Exercise goal:
Rewrite the section of the Oscar Fredrik Church text that begins with "The church has" and ends with "walls were re-cleaned.", changing "slate roof" to "tile roof".
Segment Start: Study text
Cathedral in Gothenburg, Sweden

Oscar Fredrik Church (Oscar Fredriks kyrka) is a church in Olivedal in Gothenburg, Sweden. It was drawn by Helgo Zetterwall and erected in the 1890s. Belonging to the Gothenburg Oscar Fredrik Parish of the Church of Sweden (Swedish: Svenska Kyrkan), it was inaugurated on Easter Sunday, Sunday, 2 April 1893.

The church is built on Dahlin's mountain, after the merchant Samuel Dahlin who had a shipping company and several boardyards in the area where the First Long Street today is drawn up.

The church and the parish got its name from king Oscar II (Oscar Fredrik being his full name). He visited the church in 1898 and then wrote his name in its guestbook.

The style is Neo Gothic, but the influence is not the Nordic gothic style but rather the style one can find in the large cathedrals in continental Europe. The spire at 70 m makes its Gothenburg's tallest church building.

The interior is uniform in lush greenish colours. Originally, the church had 1 685 seats. A large organ stands at one end.

The church has since been restored four times: 1915, 1940, 1974, and 2020. During the last renovation in 2020, the slate roof was replaced, the interior was cleaned and the walls were re-cleaned.
Segment End: Study text
Segment Start: Data for review
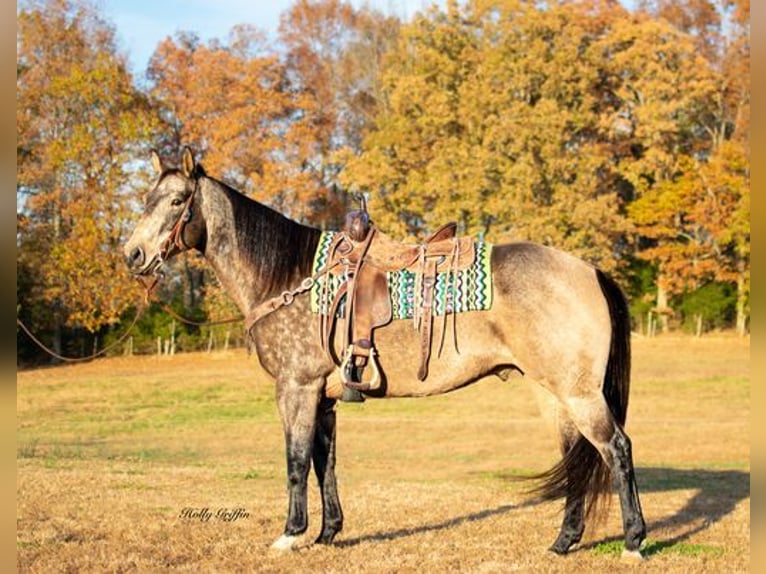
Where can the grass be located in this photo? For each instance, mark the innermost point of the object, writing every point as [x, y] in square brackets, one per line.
[109, 454]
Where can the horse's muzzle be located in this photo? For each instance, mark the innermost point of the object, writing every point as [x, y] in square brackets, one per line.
[136, 261]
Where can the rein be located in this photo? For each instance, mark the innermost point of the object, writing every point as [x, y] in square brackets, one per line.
[106, 349]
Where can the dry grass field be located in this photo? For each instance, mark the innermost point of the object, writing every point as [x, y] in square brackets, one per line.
[111, 453]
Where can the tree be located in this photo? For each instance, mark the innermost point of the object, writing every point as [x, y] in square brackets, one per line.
[335, 52]
[494, 117]
[711, 226]
[79, 124]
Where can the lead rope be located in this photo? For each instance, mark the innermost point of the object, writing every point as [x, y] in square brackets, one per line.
[106, 349]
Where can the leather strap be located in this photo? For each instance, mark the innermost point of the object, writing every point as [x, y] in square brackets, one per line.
[429, 285]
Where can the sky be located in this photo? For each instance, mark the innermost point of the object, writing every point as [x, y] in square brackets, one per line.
[142, 24]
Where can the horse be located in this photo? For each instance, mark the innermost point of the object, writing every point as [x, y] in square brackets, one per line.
[555, 319]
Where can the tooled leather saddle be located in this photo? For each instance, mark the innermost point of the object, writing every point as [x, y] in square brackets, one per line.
[361, 255]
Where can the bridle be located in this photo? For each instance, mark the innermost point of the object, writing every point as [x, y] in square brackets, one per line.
[175, 239]
[174, 243]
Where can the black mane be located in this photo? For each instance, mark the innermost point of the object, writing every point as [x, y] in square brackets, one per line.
[281, 249]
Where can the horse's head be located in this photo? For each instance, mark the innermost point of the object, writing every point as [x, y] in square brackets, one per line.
[171, 221]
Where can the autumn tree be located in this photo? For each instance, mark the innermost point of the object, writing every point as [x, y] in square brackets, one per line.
[495, 117]
[696, 214]
[80, 123]
[334, 51]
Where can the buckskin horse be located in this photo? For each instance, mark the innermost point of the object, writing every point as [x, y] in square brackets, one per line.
[555, 319]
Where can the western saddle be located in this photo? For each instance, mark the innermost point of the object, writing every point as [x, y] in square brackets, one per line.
[361, 257]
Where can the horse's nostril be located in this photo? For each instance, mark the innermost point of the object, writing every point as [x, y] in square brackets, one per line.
[136, 257]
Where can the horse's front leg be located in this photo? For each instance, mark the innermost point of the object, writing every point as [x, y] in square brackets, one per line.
[324, 467]
[298, 402]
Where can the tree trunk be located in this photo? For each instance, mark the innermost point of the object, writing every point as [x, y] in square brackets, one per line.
[741, 301]
[662, 307]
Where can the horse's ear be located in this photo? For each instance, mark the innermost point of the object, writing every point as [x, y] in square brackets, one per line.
[187, 162]
[156, 162]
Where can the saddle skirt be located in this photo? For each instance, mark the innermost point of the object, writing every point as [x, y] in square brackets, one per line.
[377, 280]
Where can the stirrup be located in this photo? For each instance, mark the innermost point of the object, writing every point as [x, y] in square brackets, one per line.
[347, 365]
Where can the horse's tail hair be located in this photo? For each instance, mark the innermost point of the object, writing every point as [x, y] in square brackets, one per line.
[582, 472]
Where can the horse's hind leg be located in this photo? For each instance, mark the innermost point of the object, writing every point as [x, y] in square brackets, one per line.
[594, 420]
[324, 467]
[573, 523]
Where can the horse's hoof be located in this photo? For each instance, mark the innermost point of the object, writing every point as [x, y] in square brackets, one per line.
[632, 556]
[285, 542]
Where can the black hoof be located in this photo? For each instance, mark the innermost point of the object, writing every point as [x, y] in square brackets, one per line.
[326, 538]
[351, 396]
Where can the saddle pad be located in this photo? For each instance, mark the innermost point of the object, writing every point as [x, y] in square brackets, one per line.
[466, 290]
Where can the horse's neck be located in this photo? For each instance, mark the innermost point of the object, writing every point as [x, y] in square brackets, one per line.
[245, 259]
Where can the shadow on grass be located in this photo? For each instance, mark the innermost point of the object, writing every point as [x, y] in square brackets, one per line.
[717, 494]
[443, 525]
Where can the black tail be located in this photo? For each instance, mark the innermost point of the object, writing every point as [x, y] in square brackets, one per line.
[582, 473]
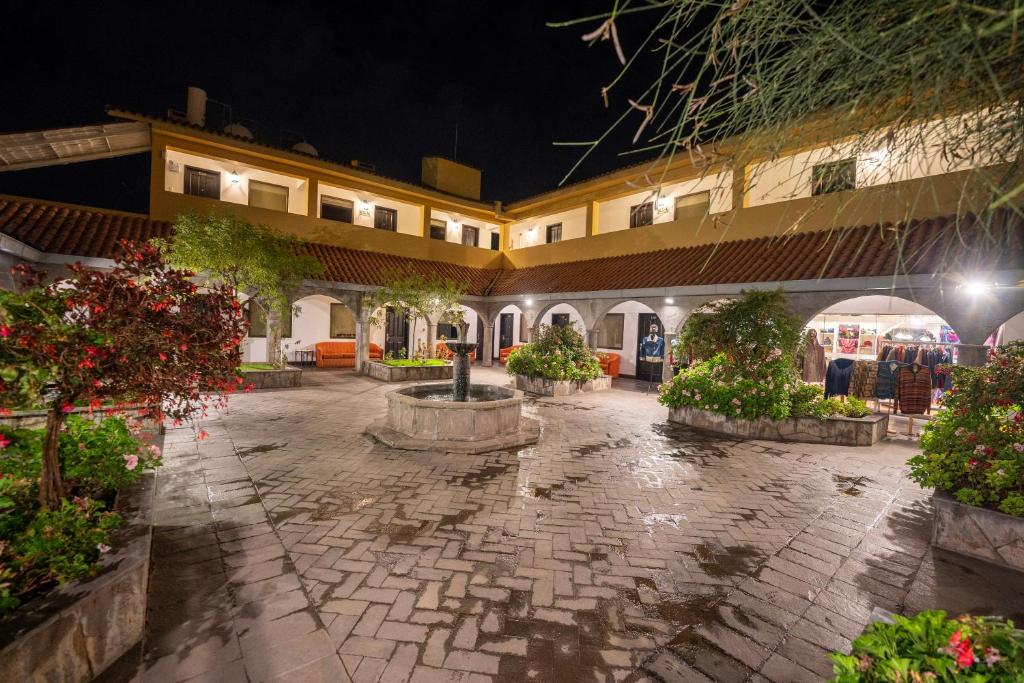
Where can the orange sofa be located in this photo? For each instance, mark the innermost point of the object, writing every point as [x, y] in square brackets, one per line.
[503, 353]
[443, 352]
[609, 363]
[342, 354]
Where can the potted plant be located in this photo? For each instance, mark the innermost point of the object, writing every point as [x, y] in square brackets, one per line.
[973, 455]
[557, 363]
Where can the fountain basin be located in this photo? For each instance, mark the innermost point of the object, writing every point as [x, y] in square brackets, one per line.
[426, 417]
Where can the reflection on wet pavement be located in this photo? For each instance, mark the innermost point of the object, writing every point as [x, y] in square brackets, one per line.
[620, 547]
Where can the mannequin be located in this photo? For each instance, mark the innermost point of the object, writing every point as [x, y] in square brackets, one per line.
[652, 346]
[814, 358]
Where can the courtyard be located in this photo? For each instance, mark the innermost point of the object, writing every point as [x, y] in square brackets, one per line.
[289, 546]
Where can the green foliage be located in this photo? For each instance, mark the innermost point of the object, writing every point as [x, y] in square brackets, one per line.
[755, 329]
[40, 547]
[975, 446]
[931, 647]
[556, 353]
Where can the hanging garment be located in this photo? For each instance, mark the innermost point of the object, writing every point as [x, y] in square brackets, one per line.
[886, 383]
[914, 390]
[864, 378]
[838, 377]
[813, 360]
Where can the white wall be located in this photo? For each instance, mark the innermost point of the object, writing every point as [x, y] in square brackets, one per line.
[532, 230]
[455, 223]
[613, 215]
[410, 215]
[235, 193]
[915, 153]
[632, 310]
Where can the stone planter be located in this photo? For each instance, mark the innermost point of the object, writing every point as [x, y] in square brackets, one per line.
[385, 373]
[543, 387]
[286, 378]
[838, 431]
[76, 632]
[986, 535]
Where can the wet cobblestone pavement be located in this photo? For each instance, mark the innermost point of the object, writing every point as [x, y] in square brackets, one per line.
[620, 548]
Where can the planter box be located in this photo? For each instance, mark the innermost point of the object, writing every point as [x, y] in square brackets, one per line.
[837, 431]
[285, 378]
[987, 535]
[543, 387]
[76, 632]
[384, 373]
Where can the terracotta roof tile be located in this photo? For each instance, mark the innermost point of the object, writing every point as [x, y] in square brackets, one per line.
[935, 245]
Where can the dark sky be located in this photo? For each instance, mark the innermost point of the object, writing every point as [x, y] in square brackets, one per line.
[383, 82]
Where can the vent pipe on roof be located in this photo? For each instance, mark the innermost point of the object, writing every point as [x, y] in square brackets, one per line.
[196, 108]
Segment End: Data for review
Solution for this task:
The church has since been restored four times: 1915, 1940, 1974, and 2020. During the last renovation in 2020, the tile roof was replaced, the interior was cleaned and the walls were re-cleaned.